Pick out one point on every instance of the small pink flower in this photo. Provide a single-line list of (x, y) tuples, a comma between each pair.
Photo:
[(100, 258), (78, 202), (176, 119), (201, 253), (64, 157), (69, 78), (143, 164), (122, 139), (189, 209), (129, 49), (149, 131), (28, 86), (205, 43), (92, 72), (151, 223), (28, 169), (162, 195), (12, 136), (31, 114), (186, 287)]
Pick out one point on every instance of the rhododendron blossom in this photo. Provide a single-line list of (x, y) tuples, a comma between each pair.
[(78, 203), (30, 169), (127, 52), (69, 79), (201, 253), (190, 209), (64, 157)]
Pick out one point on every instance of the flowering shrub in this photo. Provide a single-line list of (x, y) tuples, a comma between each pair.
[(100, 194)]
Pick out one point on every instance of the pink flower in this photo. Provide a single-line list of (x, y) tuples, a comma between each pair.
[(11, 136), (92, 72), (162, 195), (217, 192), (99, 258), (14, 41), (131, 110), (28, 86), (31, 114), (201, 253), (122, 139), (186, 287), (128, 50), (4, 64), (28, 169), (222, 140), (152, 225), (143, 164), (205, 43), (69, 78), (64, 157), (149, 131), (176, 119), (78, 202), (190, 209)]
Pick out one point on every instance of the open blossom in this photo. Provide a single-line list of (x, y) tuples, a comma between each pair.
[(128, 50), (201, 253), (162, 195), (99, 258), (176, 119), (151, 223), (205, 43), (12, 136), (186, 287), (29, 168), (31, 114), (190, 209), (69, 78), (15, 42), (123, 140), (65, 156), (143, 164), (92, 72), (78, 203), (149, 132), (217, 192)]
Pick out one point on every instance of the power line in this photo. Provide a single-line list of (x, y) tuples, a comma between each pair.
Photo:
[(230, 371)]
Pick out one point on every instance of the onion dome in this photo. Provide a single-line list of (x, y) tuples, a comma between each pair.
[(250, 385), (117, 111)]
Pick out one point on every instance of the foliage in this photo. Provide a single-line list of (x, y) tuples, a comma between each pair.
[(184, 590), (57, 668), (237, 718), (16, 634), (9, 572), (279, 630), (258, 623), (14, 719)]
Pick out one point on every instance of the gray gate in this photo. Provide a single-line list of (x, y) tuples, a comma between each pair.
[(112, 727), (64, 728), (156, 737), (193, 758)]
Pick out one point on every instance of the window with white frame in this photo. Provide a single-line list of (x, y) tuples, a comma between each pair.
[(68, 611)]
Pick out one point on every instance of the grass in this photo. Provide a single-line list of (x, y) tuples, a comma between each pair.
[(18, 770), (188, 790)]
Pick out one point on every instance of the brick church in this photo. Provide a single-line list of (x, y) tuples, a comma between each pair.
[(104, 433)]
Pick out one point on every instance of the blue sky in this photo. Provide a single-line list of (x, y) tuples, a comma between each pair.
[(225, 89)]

__________

WHAT TO DO: Beginning at the line that holds "Pick out one point on every instance of the foliage", write out word for word each line through the end of the records.

ANSWER TO THE TASK:
Pick out one point on every instance of the foliage in this photo. Provide a single-line list of (x, y) tuples, a comma between each pair.
[(184, 590), (57, 668), (237, 718), (16, 634), (9, 572), (279, 630), (258, 623), (14, 719)]
Pick out one point on every instance of the gray gate in this photo. Provide a single-line list of (x, y) tuples, a comma between each pair.
[(112, 727), (64, 728), (156, 737), (193, 758)]
Pick out one point on every instance of the window with white frame in this photo. Provide a single-line list of (x, y) tuples, a comma between each pair.
[(68, 611)]
Pick out one point on every instance of the grass in this photo. Provide a single-line list of (x, y) tuples, a comma between each pair.
[(18, 770), (188, 790)]
Pick out one point on every instance of the brick church in this photo. Provide a single-line list of (x, y) tuples, a comma between each pair.
[(104, 433)]
Pick out one point on every instance of the blue sky in this photo. Provide a single-line list of (x, y) tuples, a comma between each pair.
[(225, 89)]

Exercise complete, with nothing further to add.